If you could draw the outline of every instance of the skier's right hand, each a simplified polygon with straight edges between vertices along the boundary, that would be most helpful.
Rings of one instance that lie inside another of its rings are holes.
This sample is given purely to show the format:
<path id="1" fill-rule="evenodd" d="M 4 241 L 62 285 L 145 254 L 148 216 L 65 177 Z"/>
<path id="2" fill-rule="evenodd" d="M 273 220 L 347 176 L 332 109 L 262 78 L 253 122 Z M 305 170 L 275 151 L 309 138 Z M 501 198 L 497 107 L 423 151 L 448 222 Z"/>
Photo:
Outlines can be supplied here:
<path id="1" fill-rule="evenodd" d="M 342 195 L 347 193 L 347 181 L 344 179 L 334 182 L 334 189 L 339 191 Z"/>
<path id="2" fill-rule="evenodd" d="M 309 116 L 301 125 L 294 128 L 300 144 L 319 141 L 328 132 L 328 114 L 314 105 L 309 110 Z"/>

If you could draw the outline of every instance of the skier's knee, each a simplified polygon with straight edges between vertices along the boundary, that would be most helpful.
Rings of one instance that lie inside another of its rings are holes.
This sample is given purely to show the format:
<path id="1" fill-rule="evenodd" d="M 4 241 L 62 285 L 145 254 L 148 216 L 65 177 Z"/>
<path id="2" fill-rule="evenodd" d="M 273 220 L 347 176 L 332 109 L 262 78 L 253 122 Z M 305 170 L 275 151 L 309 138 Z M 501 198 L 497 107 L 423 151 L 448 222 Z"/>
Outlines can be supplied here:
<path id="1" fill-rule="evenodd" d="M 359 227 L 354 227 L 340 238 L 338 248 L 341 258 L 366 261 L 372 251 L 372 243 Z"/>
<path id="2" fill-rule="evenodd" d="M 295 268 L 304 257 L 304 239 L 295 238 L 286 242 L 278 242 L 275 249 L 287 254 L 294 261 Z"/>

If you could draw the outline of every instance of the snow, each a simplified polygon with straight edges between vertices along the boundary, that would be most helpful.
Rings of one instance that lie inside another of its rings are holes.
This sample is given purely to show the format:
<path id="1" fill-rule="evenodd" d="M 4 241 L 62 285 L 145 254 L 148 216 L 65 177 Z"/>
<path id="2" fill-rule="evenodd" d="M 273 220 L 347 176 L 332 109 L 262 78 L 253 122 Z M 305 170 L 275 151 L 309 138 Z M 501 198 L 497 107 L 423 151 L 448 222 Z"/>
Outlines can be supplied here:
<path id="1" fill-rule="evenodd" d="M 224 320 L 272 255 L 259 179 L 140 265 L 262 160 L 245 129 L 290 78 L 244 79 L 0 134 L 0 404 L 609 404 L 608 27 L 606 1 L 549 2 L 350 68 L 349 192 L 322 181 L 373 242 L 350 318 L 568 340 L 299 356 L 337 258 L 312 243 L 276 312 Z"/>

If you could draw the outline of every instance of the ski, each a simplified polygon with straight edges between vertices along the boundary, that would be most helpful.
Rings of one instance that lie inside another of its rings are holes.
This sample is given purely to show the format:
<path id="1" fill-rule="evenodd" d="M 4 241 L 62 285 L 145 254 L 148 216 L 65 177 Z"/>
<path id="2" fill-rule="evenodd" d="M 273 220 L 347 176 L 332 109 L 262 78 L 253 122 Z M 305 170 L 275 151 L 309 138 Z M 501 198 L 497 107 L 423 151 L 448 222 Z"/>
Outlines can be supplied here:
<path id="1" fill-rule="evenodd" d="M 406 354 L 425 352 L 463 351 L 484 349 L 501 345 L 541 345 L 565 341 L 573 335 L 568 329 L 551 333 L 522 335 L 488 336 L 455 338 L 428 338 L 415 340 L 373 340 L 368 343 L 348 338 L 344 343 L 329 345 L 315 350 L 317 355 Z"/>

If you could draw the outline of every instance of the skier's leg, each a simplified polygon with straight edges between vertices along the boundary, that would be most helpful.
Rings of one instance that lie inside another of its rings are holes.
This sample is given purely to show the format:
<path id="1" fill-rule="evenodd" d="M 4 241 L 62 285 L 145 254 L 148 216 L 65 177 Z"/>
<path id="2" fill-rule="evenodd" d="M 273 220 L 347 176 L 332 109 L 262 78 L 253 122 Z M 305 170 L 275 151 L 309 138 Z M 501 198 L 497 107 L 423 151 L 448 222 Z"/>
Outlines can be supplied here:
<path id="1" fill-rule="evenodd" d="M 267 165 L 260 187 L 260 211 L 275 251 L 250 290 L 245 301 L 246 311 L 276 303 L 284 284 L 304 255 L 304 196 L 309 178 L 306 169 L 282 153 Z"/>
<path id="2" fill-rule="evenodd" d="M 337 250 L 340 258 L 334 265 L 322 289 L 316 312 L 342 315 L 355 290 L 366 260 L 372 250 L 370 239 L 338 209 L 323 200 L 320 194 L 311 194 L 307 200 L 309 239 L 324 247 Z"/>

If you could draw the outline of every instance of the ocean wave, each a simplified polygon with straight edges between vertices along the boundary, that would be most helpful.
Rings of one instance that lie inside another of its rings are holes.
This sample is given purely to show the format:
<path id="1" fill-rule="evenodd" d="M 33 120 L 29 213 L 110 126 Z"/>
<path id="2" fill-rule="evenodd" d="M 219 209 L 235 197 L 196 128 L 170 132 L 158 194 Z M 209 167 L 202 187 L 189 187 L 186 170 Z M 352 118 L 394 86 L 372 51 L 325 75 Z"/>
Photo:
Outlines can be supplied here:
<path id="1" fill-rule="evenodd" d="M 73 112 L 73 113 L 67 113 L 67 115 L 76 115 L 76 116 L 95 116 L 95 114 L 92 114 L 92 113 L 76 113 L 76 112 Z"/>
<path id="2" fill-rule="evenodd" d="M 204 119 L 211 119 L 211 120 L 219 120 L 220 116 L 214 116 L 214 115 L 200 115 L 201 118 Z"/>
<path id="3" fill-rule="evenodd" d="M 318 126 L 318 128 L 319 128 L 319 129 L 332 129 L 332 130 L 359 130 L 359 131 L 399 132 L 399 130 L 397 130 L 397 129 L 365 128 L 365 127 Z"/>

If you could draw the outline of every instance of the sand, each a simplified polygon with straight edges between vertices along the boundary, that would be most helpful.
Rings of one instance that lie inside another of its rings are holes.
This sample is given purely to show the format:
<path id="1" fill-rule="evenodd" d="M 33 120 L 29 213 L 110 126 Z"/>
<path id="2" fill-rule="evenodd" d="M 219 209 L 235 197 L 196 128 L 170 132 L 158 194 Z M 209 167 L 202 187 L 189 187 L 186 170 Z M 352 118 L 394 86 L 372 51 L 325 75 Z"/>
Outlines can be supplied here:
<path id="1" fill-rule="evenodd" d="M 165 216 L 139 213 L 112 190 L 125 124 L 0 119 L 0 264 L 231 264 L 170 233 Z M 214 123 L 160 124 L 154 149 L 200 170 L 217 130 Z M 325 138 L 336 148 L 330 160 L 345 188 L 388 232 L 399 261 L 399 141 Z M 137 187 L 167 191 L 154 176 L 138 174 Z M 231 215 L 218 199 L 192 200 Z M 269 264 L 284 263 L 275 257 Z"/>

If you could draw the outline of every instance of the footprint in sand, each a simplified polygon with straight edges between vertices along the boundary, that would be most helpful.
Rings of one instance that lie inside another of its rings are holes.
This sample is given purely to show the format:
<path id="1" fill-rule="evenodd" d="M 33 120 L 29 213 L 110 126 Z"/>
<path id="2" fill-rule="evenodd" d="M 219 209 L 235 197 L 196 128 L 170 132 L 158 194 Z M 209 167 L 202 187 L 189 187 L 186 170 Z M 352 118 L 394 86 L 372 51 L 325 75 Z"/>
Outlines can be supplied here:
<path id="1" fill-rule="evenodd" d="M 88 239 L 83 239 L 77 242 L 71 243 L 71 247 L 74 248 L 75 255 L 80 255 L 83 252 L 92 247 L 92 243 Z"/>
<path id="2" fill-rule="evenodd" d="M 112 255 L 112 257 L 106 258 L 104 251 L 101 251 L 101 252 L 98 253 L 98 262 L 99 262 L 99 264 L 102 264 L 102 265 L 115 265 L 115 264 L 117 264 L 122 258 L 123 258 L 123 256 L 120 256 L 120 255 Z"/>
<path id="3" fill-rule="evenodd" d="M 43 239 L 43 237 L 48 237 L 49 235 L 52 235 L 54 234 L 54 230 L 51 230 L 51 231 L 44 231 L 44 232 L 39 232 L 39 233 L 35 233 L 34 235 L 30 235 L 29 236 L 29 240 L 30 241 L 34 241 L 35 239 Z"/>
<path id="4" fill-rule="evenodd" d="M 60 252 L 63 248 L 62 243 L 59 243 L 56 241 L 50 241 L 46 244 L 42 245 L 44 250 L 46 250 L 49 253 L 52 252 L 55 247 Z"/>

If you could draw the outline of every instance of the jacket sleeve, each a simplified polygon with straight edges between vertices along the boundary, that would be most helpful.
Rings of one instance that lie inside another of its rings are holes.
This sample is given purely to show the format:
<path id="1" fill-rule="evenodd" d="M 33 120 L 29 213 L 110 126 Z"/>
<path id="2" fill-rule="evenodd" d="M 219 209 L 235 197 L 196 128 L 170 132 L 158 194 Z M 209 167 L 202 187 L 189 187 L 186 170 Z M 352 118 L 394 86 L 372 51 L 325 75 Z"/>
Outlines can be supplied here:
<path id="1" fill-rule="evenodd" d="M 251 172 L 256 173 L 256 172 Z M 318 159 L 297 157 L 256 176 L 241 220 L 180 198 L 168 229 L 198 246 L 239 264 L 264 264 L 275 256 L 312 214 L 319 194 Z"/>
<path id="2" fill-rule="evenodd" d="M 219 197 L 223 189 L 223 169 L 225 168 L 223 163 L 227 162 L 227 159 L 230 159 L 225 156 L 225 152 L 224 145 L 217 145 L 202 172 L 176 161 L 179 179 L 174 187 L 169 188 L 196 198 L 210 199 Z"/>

==============================

■ PROBLEM DESCRIPTION: Copy every line of the listing above that contains the string "sand". Case counts, so a match must use the same uppercase and lowercase letters.

■ SOLUTION:
If you could draw the outline of every instance of the sand, each a simplified polygon with straight edges between vertices along the boundary, that would be most helpful.
If you could draw the outline of every instance of the footprint in sand, each a simplified polygon with straight edges between vertices along the boundary, that would be most helpful.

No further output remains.